▸ Problems
- A) Condense the paragraph of the Oregonian review below that begins "Critical reception to the film was less ecstatic" into a short bulleted list, keeping its main facts.
- B) Answer these questions from the Oregonian review below, one answer per line, marked the same way:
(i) Who directed The Oregonian?
(ii) What Rotten Tomatoes score does the film have, and from how many reviews?
(iii) How many stars did the Letterboxd user "Nicolas" give the film?
- C) Carry on the Oregonian review below, picking up right after its final sentence.

▸ Given text
::::::::::

Is The Oregonian (2011) an “Unknown Masterpiece?” — Diamonds in the Rough

Diamonds in the Rough (DitR, /dɪ’tər/) takes some of the most derided, divisive, controversial, financially catastrophic, and meme-worthy movies and tries to find the silver lining. Bad movies don’t always start as bad ideas, and flops aren’t always flop-worthy. DitR seeks to find the good within the bad, because the world could use some positivity. And when all else fails, making fun of bad movies is oh-so satisfying.

In this installment, we look at The Oregonian from director Calvin Lee Reeder (The Procedure). [Caution: Spoilers Ahead]

 

The Oregonian

  • Rotten Tomatoes: 44% (9 reviews)
  • Metacritic: 46 (4 reviews)
  • IMDb: 4.2/10 (617 ratings)
  • Letterboxd: 2.7/5 (436 ratings)

 

Calvin Lee Reader made the fart movie. Two of them, as a matter of fact. Perhaps this is worth mentioning. I dunno.

The second most popular review for The Oregonian on Letterboxd is where this article gets its title. The user who goes only by “Nicolas” declares, in all-caps text, that The Oregonian is an “unheralded and unknown masterpiece.” It is a 4.5-star review, which goes on to laud the film for being “unconventional, impressionistic” and a “visceral experience.”

Critical reception to the film was less ecstatic. Jeanette Catsoulis at The New York Times claims the film “wears out its welcome within 30 minutes. Yet the film’s casual embrace of dream logic … and impressive sound design linger.” And Chuck Wilson at The Village Voice wrote, “Reeder has stated that he intends for The Oregonian to be ‘an art film’ and not the horror movie it appears to be … but he’s not above upping the gross-out factor in the final reel or creating scream-filled aural landscapes so piercing that one’s spine ripples. Artfully.”

What lingers with me, here as I write this, is this idea of The Oregonian as art film and not as horror movie. For one, Wilson’s quote implies a clear delineation between “art film” and horror that I don’t think is accurate. The either-or mentality that genre implies low art, and therefore so-called “art-house” films cannot be genre films, is a limiting perspective. But more importantly, this idea of depicting horror for the sake of making a non-horror movie starts to get at what Reeder may have been thinking when he conceived the film.

::::::::::

▸ Excerpted records
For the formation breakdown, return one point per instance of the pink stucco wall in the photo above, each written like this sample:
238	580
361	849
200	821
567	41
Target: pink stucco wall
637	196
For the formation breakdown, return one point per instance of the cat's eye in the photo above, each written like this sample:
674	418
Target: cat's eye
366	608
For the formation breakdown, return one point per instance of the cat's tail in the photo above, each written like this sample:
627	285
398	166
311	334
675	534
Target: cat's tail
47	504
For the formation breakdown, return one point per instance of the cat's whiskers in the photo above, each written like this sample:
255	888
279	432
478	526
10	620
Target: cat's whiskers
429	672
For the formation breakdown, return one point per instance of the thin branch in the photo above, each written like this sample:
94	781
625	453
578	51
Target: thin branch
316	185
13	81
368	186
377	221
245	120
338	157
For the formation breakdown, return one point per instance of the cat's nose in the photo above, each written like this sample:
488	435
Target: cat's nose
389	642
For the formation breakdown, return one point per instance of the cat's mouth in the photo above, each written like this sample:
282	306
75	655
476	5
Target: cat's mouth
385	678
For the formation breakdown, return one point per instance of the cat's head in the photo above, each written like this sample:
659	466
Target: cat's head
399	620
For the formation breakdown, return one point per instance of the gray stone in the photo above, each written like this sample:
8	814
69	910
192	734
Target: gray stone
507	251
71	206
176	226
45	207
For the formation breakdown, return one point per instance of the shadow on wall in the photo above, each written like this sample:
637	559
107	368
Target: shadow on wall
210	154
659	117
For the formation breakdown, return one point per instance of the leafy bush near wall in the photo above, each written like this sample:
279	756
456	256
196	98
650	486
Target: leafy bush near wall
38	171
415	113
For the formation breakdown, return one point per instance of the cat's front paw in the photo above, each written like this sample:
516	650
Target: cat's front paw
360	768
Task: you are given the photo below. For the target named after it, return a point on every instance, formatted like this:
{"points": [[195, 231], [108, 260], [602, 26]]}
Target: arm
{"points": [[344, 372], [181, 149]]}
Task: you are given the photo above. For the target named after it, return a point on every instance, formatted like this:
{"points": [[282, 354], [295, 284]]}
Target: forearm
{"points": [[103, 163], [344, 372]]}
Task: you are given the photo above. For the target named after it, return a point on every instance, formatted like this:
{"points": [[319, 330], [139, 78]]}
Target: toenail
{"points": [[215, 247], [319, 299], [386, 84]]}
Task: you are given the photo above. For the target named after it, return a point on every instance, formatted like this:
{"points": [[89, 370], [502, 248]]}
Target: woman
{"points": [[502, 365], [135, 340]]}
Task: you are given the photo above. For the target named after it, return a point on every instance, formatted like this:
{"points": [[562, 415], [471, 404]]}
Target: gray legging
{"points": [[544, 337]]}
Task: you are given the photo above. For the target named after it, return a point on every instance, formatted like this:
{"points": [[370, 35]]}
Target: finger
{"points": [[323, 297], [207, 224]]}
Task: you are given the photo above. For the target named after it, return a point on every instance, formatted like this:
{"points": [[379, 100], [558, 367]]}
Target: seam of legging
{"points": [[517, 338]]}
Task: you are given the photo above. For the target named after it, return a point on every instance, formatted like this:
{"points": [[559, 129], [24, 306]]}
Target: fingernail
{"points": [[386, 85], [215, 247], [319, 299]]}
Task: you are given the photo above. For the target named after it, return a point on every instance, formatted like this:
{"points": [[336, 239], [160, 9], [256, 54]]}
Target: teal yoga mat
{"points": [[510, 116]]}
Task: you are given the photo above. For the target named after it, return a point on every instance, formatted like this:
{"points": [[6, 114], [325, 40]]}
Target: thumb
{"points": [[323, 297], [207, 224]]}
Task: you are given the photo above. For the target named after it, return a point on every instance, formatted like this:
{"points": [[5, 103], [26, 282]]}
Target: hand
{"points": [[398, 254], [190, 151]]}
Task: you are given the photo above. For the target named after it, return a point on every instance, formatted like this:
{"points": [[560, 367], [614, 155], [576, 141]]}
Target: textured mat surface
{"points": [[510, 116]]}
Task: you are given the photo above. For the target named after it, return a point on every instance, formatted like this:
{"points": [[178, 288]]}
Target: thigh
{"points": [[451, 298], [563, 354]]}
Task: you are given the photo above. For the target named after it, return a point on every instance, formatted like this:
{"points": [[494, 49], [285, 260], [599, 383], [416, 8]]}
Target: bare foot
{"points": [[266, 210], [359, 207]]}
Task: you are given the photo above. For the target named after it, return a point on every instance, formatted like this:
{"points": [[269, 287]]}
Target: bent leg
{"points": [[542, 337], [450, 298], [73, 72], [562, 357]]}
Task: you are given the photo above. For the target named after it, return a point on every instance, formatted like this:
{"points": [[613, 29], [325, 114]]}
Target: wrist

::::::::::

▸ Responses
- A)
- Critics were less enthusiastic about the film.
- Jeanette Catsoulis (The New York Times) said it wears out its welcome within 30 minutes, but its dream logic and impressive sound design linger.
- Chuck Wilson (The Village Voice) noted that Reeder meant it as an art film rather than a horror movie, yet still raised the gross-out factor in the final reel and created piercing, scream-filled soundscapes.

- B)
(i) Calvin Lee Reeder.
(ii) 44%, from 9 reviews.
(iii) 4.5 stars.

- C)
The Oregonian is an experimental, surreal piece. It is certainly filled with horror iconography, and I personally would be hard-pressed to call it anything other than an experimental horror film. However, I have a potential reading of the film that may begin the process of sussing out the “art film” at the heart of the horror.

Before I begin, though, I would like to be transparent about my own critical response to The Oregonian.

The film tells the story of a woman (Lindsay Pulsipher) who (appears to) live and work at a horse corral/farm with her husband (boyfriend?) Herb (Robert Longstreet). Herb begins the film incapacitated in the middle of the farmland, bottle in hand. The woman takes the bottle and ventures off into the woods. She somehow finds herself a victim of a car wreck, and, bloodied, she wanders off down the street in search for help. What follows is a series of nightmarish accounts which have little connection to reality.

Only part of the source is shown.